[Written exercise 1]
Answer these from the blog post about the memorial service:
(a) What food does the writer picture funeral guests asking about?
(b) Counting the one attended today, how many memorial services has the writer been to?
(c) How old was the person whose service the writer went to today?
[Written exercise 2]
Pick up the blog post about the memorial service after its last sentence and carry it forward in the same voice.

[Supplied text]
* * * *

July 28, 2008

Where's the food?

I have often wondered what kind of impact I will have on those in my life. What kind of legacy will I leave when I am no longer alive? What have I done to those around me to show the love of my Savior? How will people remember me? Will my life touch those around me, or will the people at my funeral only be asking one question: where's the potato salad?
Now I don't mean to make light the gravity of this topic. I'm really being serious. Never before today have I taken these thoughts so seriously. A few hours ago I attended a memorial service for the third time in my life. I am one of the rare people that has yet to experience the loss of someone close. The two previous services I have been to were for people dear to me, but not close enough to cause any real emotional damage. Even today, the person to whom almost a thousand people paid their respects was a person I barely knew: a simple acquaintance. But todays service "hit home" due to the fact that this person was only seventeen years old.

* * * *

[Data provided]
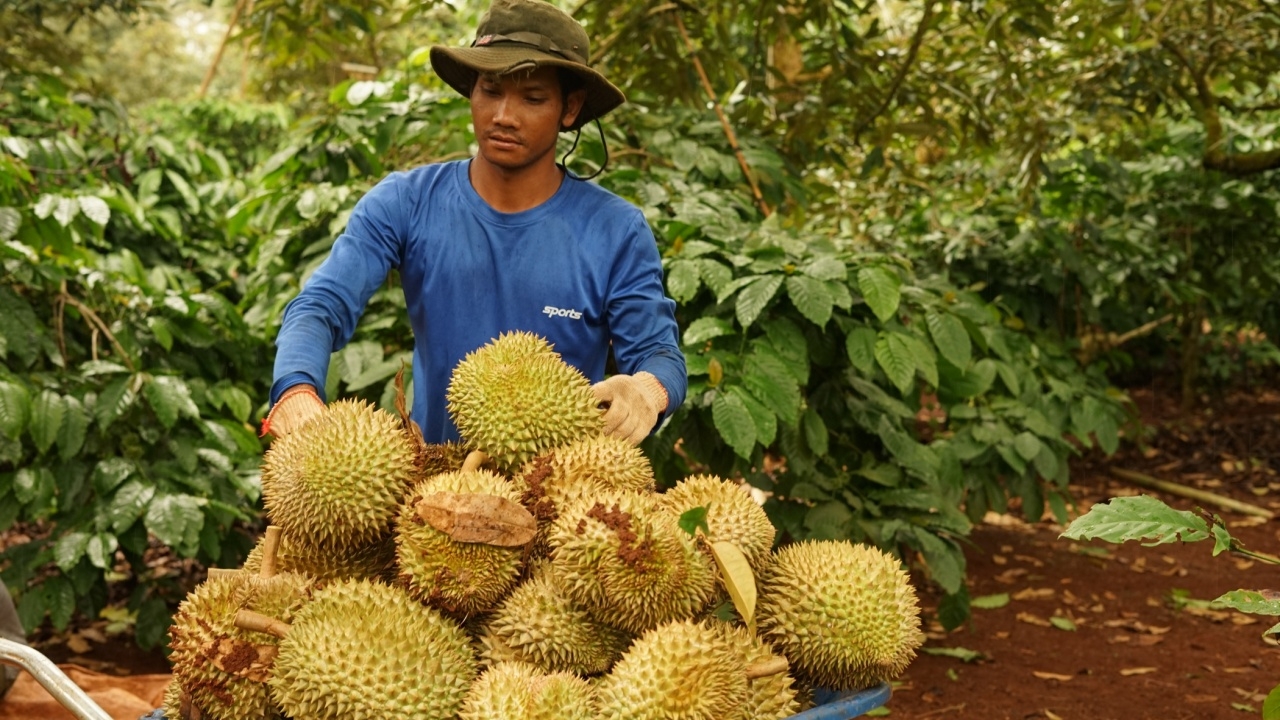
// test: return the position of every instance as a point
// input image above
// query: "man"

* * * *

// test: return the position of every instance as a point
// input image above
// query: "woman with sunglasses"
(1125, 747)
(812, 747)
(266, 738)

* * * *

[Result 1]
(a) Potato salad.
(b) Three.
(c) Seventeen years old.

[Result 2]
It is easy to know something in your mind, to be able to recite knowledge. But it is another thing entirely to process that information to the point of understanding. Today I finally processed the mortality of humans.
Life really is ambiguous. There is no way to know how many seconds we have left. I have known this. And yet I must regretfully say that I waste much of my time doing trivial things. How much time have I wasted watching movies, "hanging out" without doing anything productive, or even being on the computer? I doubt that when I get to heaven Jesus is going to come up to me and say, "Alexa! You watched the movie Pride and Prejudice a total of 1,213 times during your life. Well done good and faithful servant!" So what have I been doing that counts? What have you been doing? I challenge you today to find joy in the little things. Make each day as if it were to be the best and last day of your life. Don't let the sun set upon your wrath. Live with no regrets.
Make memories so that people can share for hours how they have been touched by your life. Pour God's love on those around you every chance you get. Impact every person that you encounter, and I guarantee you they will have more to think about than the potato salad at your funeral.

July 24, 2008

No.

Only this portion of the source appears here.